* **PROVIDED PASSAGE**

Given that cyber attacks are seen as crime the return of investment should be much higher than the risk of getting prosecuted. If you are a lone individual mounting a larger attack then the risk of being prosecuted is high. If you are instead somehow backed by one state and attack another state then the risk of being prosecuted is usually much lower since you cause damage to competitors in the interest of "your" state. Such state-backing might take several forms: it might be that the attacker is actually employed or otherwise paid by the state for doing such attacks (i.e. state-sponsored) but it might also be a criminal or group of criminals who gets not prosecuted as long as their attacks are only directed at the competing state (state-backed). Or it might be something in between, i.e. criminals getting paid for doing a job for the state.

* **STATED EXERCISE A**
Echo the entries from the line containing "Could you point to the dirt" through the last line of the entries, keeping every line exactly as it appears.

* **RECORDS PROVIDED**
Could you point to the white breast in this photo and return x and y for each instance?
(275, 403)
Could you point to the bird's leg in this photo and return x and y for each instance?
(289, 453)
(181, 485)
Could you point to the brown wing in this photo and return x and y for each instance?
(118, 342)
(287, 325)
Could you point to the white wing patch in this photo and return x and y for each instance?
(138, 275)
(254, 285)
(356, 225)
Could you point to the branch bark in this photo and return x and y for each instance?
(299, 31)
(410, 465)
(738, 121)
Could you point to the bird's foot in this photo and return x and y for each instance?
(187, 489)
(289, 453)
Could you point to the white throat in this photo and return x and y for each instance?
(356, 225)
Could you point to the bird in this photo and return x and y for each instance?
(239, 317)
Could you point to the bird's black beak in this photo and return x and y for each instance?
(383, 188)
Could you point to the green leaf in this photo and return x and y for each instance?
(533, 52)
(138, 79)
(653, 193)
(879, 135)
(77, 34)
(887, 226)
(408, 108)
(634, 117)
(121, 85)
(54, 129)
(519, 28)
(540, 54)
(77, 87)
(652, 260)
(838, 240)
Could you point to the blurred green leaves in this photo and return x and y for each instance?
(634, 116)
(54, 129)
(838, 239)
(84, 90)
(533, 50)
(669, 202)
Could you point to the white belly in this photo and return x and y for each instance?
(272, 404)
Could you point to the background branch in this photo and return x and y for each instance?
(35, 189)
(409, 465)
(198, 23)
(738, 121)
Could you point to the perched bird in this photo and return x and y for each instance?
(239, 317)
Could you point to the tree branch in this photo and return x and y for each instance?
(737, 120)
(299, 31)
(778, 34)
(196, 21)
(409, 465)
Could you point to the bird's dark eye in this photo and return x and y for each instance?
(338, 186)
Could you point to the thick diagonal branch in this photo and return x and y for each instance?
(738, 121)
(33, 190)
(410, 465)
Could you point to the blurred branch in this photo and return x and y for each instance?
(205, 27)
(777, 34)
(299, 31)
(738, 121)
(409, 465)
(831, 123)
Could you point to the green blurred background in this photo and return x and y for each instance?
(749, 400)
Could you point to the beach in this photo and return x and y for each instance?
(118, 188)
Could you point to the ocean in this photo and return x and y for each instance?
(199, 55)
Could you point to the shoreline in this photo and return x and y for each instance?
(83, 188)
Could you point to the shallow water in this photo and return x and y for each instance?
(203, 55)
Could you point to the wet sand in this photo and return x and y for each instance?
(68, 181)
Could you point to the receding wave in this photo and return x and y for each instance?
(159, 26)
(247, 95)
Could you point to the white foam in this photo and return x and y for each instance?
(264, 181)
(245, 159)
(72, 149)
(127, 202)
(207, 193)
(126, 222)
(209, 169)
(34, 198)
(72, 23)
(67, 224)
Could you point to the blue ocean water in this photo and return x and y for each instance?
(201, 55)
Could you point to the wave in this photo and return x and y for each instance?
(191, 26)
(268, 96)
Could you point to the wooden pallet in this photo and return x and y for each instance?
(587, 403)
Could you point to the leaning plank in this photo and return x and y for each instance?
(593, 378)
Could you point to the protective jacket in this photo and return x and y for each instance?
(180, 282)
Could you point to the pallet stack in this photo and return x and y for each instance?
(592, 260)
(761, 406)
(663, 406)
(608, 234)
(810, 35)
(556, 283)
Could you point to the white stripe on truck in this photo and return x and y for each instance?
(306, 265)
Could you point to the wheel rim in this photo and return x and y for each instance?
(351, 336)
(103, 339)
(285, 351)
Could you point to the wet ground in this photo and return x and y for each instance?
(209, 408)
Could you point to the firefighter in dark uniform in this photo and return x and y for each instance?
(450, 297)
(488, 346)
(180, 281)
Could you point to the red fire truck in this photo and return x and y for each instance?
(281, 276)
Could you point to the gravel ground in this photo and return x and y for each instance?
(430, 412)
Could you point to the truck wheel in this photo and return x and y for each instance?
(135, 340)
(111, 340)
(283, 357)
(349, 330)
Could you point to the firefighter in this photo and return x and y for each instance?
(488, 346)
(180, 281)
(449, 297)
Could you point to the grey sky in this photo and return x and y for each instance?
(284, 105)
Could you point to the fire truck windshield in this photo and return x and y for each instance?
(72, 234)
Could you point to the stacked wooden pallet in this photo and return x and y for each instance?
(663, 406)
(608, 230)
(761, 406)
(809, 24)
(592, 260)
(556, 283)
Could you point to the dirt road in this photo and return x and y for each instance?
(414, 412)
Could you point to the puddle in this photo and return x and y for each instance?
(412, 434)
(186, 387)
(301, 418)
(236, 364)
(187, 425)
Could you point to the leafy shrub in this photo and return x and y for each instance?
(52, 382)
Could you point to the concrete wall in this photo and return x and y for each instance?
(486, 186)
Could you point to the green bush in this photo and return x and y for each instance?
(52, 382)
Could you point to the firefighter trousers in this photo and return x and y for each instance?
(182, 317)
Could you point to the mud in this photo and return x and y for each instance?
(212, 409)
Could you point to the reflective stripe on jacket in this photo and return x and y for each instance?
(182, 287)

* **STATED EXERCISE B**
Duplicate the passage on state-backed cyber attacks from "Given that cyber" up to and including "for the state.", word for word.

* **EXERCISE OUTPUT A**
Could you point to the dirt road in this photo and return x and y for each instance?
(414, 412)
Could you point to the puddle in this photo and return x and y for each instance?
(412, 434)
(186, 387)
(301, 418)
(236, 364)
(187, 425)
Could you point to the leafy shrub in this photo and return x and y for each instance?
(52, 382)
Could you point to the concrete wall in this photo and return x and y for each instance?
(486, 186)
Could you point to the green bush in this photo and return x and y for each instance?
(52, 382)
Could you point to the firefighter trousers in this photo and return x and y for each instance?
(182, 317)
Could you point to the mud in this photo and return x and y for each instance?
(212, 409)
Could you point to the reflective stripe on jacket in this photo and return x and y for each instance?
(182, 287)

* **EXERCISE OUTPUT B**
Given that cyber attacks are seen as crime the return of investment should be much higher than the risk of getting prosecuted. If you are a lone individual mounting a larger attack then the risk of being prosecuted is high. If you are instead somehow backed by one state and attack another state then the risk of being prosecuted is usually much lower since you cause damage to competitors in the interest of "your" state. Such state-backing might take several forms: it might be that the attacker is actually employed or otherwise paid by the state for doing such attacks (i.e. state-sponsored) but it might also be a criminal or group of criminals who gets not prosecuted as long as their attacks are only directed at the competing state (state-backed). Or it might be something in between, i.e. criminals getting paid for doing a job for the state.